TASK REQUIREMENTS —
Repeat all entries exactly.

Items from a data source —

*** Block opens ***

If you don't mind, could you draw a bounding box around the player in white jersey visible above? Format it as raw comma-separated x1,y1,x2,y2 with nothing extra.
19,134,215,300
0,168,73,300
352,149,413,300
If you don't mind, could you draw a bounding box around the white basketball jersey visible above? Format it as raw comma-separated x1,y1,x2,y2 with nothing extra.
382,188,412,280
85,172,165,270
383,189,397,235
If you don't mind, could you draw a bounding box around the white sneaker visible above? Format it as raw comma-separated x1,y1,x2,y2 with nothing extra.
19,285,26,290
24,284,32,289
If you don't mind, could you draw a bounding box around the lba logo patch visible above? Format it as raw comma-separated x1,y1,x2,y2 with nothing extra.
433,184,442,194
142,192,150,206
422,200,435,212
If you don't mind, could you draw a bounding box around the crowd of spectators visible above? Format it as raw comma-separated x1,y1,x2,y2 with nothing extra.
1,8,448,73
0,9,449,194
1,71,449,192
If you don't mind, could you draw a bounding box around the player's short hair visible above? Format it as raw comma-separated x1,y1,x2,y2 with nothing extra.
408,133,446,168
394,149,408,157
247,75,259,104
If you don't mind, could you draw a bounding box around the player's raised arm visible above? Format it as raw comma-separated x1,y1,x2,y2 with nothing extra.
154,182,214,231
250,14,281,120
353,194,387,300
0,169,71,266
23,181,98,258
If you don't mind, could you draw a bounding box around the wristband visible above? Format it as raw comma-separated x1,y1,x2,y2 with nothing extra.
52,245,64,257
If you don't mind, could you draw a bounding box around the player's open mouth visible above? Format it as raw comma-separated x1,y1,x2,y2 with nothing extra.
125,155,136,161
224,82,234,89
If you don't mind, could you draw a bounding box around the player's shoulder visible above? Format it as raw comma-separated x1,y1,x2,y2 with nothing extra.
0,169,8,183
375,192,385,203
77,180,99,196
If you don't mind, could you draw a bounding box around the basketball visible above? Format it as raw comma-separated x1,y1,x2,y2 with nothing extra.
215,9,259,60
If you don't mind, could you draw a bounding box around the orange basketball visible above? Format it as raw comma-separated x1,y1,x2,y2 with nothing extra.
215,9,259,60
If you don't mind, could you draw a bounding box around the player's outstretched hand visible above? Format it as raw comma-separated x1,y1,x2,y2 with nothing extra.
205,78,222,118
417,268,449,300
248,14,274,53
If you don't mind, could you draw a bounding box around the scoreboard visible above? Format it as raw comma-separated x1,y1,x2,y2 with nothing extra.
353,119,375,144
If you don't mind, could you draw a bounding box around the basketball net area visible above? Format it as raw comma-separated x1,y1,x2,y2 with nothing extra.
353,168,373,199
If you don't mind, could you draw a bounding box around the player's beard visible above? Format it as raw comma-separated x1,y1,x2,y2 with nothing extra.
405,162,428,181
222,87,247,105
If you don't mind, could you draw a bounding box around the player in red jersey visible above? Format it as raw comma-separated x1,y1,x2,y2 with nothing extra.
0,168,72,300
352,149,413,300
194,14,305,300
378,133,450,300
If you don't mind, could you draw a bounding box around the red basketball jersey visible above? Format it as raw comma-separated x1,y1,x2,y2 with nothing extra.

*** Block closes ***

ANSWER —
If you don't mind, could you draw a bounding box around the player in white jersey visible above? Format it as raw comma-separated x1,y1,x2,y2 with nothing extra.
19,134,215,300
0,168,73,300
352,149,413,300
If you don't mind, could you draw a bounding box around the white basketball jersey visible above? Format it as raw comma-separated x1,y1,x2,y2 with nothing extra.
382,188,412,280
85,172,165,270
383,189,397,235
If you don't mind, could you draw a bounding box around the white sneaker visible above? Format it as raw comma-separated x1,y1,x2,y2 with nothing extra.
19,285,26,290
24,284,32,289
If you don't mind, could you draw a bounding box around the lba logo patch visible above? Format it as raw comma-separated x1,y1,x2,y2 with nothing extra.
433,184,442,194
142,192,150,206
422,200,435,212
If you don't mind, could you draw a bounding box around the crowd of spectators visible above? Format it as raw comma-separated x1,y1,x2,y2 with nothing extra.
1,8,448,73
0,9,449,194
1,71,449,192
If you don't mind, could you draw a bounding box around the player's short hair visible above? Format it as raw comma-separated x1,y1,x2,y2 with nothing extra.
408,133,446,168
394,149,408,157
247,75,259,104
If you don't mind, could you draw a bounding box around the player's raised arm visible above? Format it as raw comma-separated x1,y1,x2,y2 with nothing extra.
154,182,214,231
250,14,281,120
353,194,387,300
0,169,71,266
23,181,98,258
If you don't mind, could you draw a bounding box around the wristband visible above? Format it as raw comma-separated x1,y1,x2,y2 with nothing extra.
52,245,64,257
If you don't mind, could you draw a bounding box around the player's open mouth visible above? Format it as raw comma-separated x1,y1,x2,y2 with nothing extra.
125,155,136,161
224,82,234,89
If you don't mind, could you draw a bounding box around the player's shoulder visible above? Format it as raw comma-separated x1,y1,x2,y2 with nothing extra.
0,169,8,183
375,192,385,203
77,180,99,196
If you don't mind, could you draw a bounding box around the basketball visible above? Format it as raw comma-separated x1,y1,x2,y2 with nothing extra.
215,9,259,60
If you don't mind, could you draw a bounding box around the orange basketball visible above? Format it as raw comma-separated x1,y1,x2,y2 with nothing extra.
215,9,259,60
If you don't mind, could you draw a bounding box around the player's outstretched hand visible above? Format it as raw comma-separated x1,y1,x2,y2 with nothing extra.
205,78,222,118
417,268,449,300
248,14,274,53
If you don't mind, could you draw a bounding box around the scoreboard visible above? Format it as raw comma-separated x1,y1,x2,y2 with nothing extra.
353,119,375,144
If you don't mind, could you draw a bounding box around the basketball net area visible above? Format it as raw comma-separated x1,y1,x2,y2 with nothing extra.
353,168,373,199
If you don't mind, could you draw a bounding box around the player's beard visible above? Format it as raw comma-separated x1,y1,x2,y2 with nothing extra.
405,162,428,181
222,87,247,105
If you don't mind, could you draw a bounding box around the player in red jersey visible above? Format it as raw comma-separated x1,y1,x2,y2 with nothing extra.
0,168,72,300
352,149,413,300
194,14,305,300
378,133,450,300
If you don't mind, could you draw a bounding box around the red basketball jersey visible above? Format it as raw comma-separated x1,y1,x2,y2 with nothing extra.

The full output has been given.